The task →
Answer these questions using the article below on fluid intake and overactive bladders.
(a) How many people with overactive bladders did the researchers instruct?
(b) What reduction in nighttime urination did those who cut their fluid intake by 25 percent experience?
(c) What fluid intake is recommended for a person weighing 150 pounds?

June 24, 2008
Drinking 25% Less Helps People With Overactive Bladders
Reducing fluid intake by 25 percent may alleviate symptoms for people with overactive bladder problems, according to a new study from the UK.
An overactive bladder results in causing a person to urinate frequently. People with overactive bladders are often advised to reduce their fluid intake, but scientific evidence for the effectiveness of the cutback was lacking, said Dr. Hashim Hashim and Dr. Paul Abrams of Southmead Hospital in Bristol. This advice conflicts with overall notions that drinking more fluids will improve general health.
Causes for a person's need to urinate frequently can include bladder infections, bladder cancer and bladder stones, and these conditions must be ruled out before a diagnosis of overactive bladder can be made, says Dr. Hashim Hashim.
Writing in the medical journal BJU International, researchers instructed 24 people with overactive bladders to drink 25 percent less than normal, 50 percent less than normal, 25 percent more than normal, or 50 percent more than normal, each for four days in a row, alternating with two days of normal fluid consumption.
Researchers noted that those who cut their fluid intake by 25 percent experienced a 23 percent reduction in urinary frequency along with 34 percent less urgency, and a 7 percent reduction in nighttime urination.
Additionally, 83 percent of those studied reported that a 25 percent reduction worked best for them, but said that it was more difficult to cut fluid intake by half. Four people felt thirsty and two had headaches while trying reduce their fluid intake by half. Only one person had a headache when reducing fluid intake by 25 percent.
Increased fluid consumption by 25 percent or 50 percent caused daytime urinary frequency to increase.
Hashim said that many people forget that vegetables contain a substantial amount of water, and people generally consume 10 to 17 ounces of liquid from food daily. The recommendation for fluid intake for a person weight 150 pounds is 54 ounces.
Dr. Hashim also acknowledged that drinking too little can cause the urine to become overly concentrated, which can also be irritating to the bladder.
He said that people dealing with overactive bladders should use a frequency-volume chart to document how often one urinates and how much urine is produced. This will help people gauge how well their treatments are working.

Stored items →

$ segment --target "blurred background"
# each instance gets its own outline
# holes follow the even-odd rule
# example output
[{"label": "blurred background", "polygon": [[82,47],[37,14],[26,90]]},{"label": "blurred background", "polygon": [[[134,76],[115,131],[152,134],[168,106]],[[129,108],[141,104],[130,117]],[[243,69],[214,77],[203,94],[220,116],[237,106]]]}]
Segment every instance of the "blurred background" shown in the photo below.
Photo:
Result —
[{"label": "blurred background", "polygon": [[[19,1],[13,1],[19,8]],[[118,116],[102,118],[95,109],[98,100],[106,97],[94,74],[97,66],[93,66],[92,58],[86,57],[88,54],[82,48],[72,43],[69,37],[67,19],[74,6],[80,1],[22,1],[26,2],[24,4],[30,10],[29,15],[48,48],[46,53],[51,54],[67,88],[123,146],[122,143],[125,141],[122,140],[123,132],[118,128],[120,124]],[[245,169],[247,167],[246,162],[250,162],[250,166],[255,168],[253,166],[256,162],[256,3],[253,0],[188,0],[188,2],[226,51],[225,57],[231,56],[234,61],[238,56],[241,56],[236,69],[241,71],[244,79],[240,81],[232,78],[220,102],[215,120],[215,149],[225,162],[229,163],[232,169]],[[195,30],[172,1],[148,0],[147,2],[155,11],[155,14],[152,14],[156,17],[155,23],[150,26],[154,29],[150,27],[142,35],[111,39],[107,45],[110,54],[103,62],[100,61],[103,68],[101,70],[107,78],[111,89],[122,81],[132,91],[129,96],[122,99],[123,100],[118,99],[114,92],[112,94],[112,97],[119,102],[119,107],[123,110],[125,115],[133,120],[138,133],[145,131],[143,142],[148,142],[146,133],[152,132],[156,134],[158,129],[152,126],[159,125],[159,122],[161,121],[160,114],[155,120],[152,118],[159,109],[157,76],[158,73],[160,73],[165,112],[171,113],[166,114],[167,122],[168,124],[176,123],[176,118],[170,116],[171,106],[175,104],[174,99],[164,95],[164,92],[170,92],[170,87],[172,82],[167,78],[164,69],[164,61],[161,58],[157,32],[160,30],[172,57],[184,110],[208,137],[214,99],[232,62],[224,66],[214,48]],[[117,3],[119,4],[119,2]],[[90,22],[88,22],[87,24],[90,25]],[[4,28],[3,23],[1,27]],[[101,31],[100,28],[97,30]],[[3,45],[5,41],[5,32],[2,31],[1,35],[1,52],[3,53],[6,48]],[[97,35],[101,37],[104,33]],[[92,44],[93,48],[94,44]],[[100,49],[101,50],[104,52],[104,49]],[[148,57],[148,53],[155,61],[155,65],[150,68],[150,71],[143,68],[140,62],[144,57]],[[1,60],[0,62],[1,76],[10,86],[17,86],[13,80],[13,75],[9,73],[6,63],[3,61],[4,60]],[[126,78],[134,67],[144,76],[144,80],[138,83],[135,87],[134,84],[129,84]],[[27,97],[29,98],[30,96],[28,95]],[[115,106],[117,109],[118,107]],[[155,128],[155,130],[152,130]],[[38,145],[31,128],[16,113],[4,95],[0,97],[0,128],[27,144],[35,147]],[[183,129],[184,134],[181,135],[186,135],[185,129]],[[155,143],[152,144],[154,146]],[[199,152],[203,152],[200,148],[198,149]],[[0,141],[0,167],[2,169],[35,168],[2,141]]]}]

Your response →
(a) 24 people.
(b) A 7 percent reduction.
(c) 54 ounces.